* _Problem details_: What is needed is a word-for-word copy of the listing below, without pictures.

(Data provided)

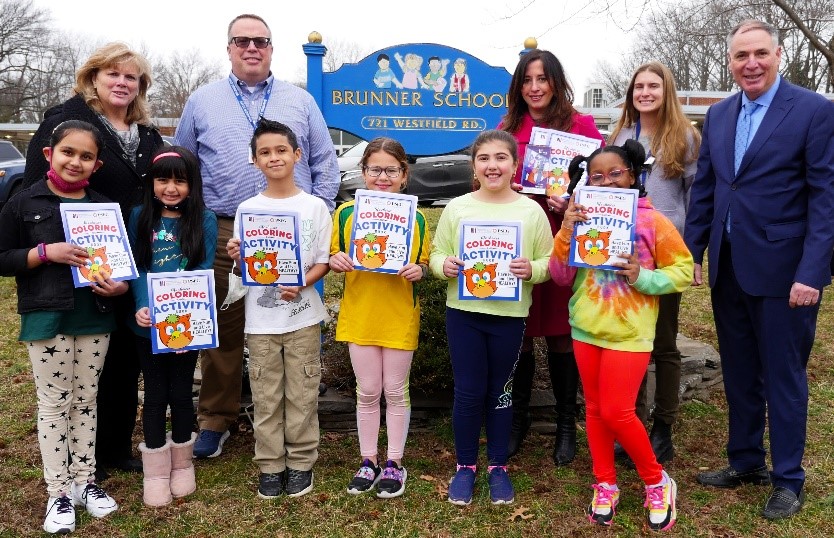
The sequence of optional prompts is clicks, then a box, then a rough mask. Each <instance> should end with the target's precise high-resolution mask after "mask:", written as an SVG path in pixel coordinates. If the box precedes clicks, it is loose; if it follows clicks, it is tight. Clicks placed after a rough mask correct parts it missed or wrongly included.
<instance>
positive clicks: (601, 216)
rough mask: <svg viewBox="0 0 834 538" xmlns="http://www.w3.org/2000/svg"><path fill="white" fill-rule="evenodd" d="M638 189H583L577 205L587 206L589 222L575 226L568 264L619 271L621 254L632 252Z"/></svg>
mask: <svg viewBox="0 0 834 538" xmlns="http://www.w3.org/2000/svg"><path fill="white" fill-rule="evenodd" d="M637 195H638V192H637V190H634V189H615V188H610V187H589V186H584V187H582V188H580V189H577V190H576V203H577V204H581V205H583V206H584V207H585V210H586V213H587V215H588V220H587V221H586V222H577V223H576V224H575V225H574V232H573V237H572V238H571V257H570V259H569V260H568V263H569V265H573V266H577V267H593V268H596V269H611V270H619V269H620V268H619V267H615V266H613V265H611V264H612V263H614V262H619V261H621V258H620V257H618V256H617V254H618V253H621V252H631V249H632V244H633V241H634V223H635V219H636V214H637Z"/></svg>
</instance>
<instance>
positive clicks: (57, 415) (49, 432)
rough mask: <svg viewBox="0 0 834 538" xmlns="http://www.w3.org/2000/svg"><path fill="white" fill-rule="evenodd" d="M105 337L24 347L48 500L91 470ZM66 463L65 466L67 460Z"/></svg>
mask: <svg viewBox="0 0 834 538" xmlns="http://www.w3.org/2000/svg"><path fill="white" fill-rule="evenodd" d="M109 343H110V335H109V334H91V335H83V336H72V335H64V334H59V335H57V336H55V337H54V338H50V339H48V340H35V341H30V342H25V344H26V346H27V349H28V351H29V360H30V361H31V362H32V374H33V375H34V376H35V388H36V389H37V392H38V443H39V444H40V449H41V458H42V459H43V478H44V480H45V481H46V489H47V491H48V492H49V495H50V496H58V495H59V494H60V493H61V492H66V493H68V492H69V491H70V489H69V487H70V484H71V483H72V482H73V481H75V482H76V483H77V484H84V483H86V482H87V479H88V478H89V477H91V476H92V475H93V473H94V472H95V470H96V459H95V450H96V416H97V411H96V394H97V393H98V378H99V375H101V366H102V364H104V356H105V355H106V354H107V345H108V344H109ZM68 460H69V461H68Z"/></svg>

(End Data provided)

* _Answer area_:
The sequence of optional prompts is clicks, then a box, then a rough mask. Each <instance> should end with the target's precise high-resolution mask after "mask:", written as an SVG path in pixel coordinates. If the box precedes clicks, it is loose; if it follows clicks, it is tight. Clicks placed after a rough mask correct parts it missed or wrongly included.
<instance>
positive clicks: (601, 216)
rough mask: <svg viewBox="0 0 834 538" xmlns="http://www.w3.org/2000/svg"><path fill="white" fill-rule="evenodd" d="M638 189H583L577 205L587 206L589 222L575 226L568 264L619 271L621 254L632 252Z"/></svg>
mask: <svg viewBox="0 0 834 538" xmlns="http://www.w3.org/2000/svg"><path fill="white" fill-rule="evenodd" d="M637 195H638V192H637V190H634V189H615V188H610V187H589V186H584V187H582V188H580V189H577V190H576V203H577V204H581V205H583V206H584V207H585V210H586V213H587V215H588V220H587V221H586V222H577V223H576V224H575V225H574V232H573V237H572V238H571V257H570V259H569V260H568V263H569V265H573V266H577V267H593V268H596V269H611V270H619V269H620V268H619V267H615V266H613V265H611V264H612V263H614V262H619V261H621V258H620V257H618V256H617V254H618V253H621V252H631V249H632V244H633V241H634V223H635V219H636V214H637Z"/></svg>
</instance>
<instance>
positive clicks: (57, 415) (49, 432)
rough mask: <svg viewBox="0 0 834 538" xmlns="http://www.w3.org/2000/svg"><path fill="white" fill-rule="evenodd" d="M105 337L24 347L48 500L91 470ZM66 463L65 466L67 460Z"/></svg>
mask: <svg viewBox="0 0 834 538" xmlns="http://www.w3.org/2000/svg"><path fill="white" fill-rule="evenodd" d="M109 343H110V335H109V334H91V335H83V336H72V335H64V334H59V335H57V336H55V337H54V338H50V339H48V340H35V341H30V342H25V344H26V346H27V349H28V351H29V360H30V361H31V362H32V374H33V375H34V376H35V388H36V389H37V392H38V443H39V444H40V449H41V458H42V459H43V478H44V480H45V481H46V489H47V491H48V492H49V495H50V496H58V495H59V494H60V493H61V492H66V493H68V492H69V491H70V489H69V487H70V484H71V483H72V482H73V481H75V482H76V483H77V484H84V483H86V482H87V479H88V478H89V477H91V476H92V475H93V473H94V472H95V470H96V459H95V450H96V416H97V411H96V394H97V393H98V378H99V375H101V366H102V364H104V356H105V355H106V354H107V345H108V344H109ZM68 460H69V461H68Z"/></svg>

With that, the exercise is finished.